EXERCISE DIRECTIONS: Copy out every line of the following records word for word.
-*-*-
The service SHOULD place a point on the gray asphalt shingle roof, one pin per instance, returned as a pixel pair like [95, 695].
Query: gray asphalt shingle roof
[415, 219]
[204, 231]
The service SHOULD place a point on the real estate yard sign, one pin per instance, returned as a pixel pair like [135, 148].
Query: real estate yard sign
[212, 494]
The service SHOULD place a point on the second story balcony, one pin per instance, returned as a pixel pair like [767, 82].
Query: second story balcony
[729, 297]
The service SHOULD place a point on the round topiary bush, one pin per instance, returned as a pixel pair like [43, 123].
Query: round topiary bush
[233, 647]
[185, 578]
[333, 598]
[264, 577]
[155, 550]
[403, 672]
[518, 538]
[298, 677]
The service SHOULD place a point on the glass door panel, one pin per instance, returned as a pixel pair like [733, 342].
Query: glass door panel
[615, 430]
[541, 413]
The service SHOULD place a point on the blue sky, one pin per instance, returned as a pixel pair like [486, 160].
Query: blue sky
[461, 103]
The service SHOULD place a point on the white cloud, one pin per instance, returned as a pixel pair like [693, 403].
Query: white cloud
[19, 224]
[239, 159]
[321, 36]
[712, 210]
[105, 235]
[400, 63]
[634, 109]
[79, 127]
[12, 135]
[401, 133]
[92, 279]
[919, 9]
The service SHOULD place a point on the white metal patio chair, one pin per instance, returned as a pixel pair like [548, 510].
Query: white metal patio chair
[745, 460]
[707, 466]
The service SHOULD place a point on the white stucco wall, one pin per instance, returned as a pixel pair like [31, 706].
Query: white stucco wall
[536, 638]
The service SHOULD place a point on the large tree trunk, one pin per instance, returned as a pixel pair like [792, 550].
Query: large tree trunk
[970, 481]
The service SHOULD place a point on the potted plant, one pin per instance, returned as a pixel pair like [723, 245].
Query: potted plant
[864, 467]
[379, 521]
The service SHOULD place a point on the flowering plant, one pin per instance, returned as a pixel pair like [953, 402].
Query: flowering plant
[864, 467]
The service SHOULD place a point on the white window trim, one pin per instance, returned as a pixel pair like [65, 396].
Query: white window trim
-*-*-
OUTPUT FOR THIS EXERCISE:
The service SHOULD place a point on the gray asphalt shingle roof, one pin per instance, returned as a pixel pair like [95, 695].
Query: gray asphalt shingle roof
[415, 219]
[204, 231]
The service SHOULD place a point on the real estate yard sign, one pin per instance, returned as a pixel pair like [135, 148].
Query: real estate yard sign
[212, 494]
The service SHOULD place a point on the second story balcony, one pin per instance, returned as a pixel pair like [767, 82].
Query: second story balcony
[729, 297]
The service SHOULD place a point on the round topiary bush, one pin per instance, returned as a pixel pair like [43, 123].
Query: round topiary bush
[233, 647]
[185, 578]
[333, 598]
[264, 577]
[155, 550]
[403, 672]
[518, 538]
[298, 677]
The service SHOULD place a point on the glass door panel, one pin per instance, returned as a pixel pair like [733, 342].
Query: glass door panel
[615, 430]
[541, 413]
The service SHOULD place a point on the blue sky, one pin per instance, returned as a pixel pair like [486, 160].
Query: blue sky
[461, 103]
The service SHOULD place a point on the white cloud, one pin per instance, returned as a pixel pair like [693, 403].
Query: white cloud
[19, 224]
[239, 159]
[321, 36]
[712, 210]
[105, 235]
[400, 63]
[634, 109]
[79, 127]
[12, 135]
[401, 133]
[92, 279]
[919, 9]
The service SHOULD place a point on the white metal patio chair, one pin per instance, returned as a pixel pair like [548, 510].
Query: white metal patio chair
[745, 460]
[707, 466]
The service SHOULD place a point on the white stucco wall, one pin per instance, returned as a pixel pair like [31, 706].
Query: white stucco wall
[536, 638]
The service SHOULD place a point on the large tree trunk, one pin per instance, returned as a pixel pair like [792, 550].
Query: large tree trunk
[970, 481]
The service SHOULD place a point on the potted plant, one pin per instance, returned as a pixel pair like [723, 245].
Query: potted plant
[864, 467]
[379, 521]
The service SHOULD place a point on the flowering plant, one pin per instance, returned as a pixel pair like [953, 402].
Query: flowering plant
[864, 467]
The service SHOULD place a point on the white window trim, one pin per instance, returned as a pixel pair like [65, 396].
Query: white window trim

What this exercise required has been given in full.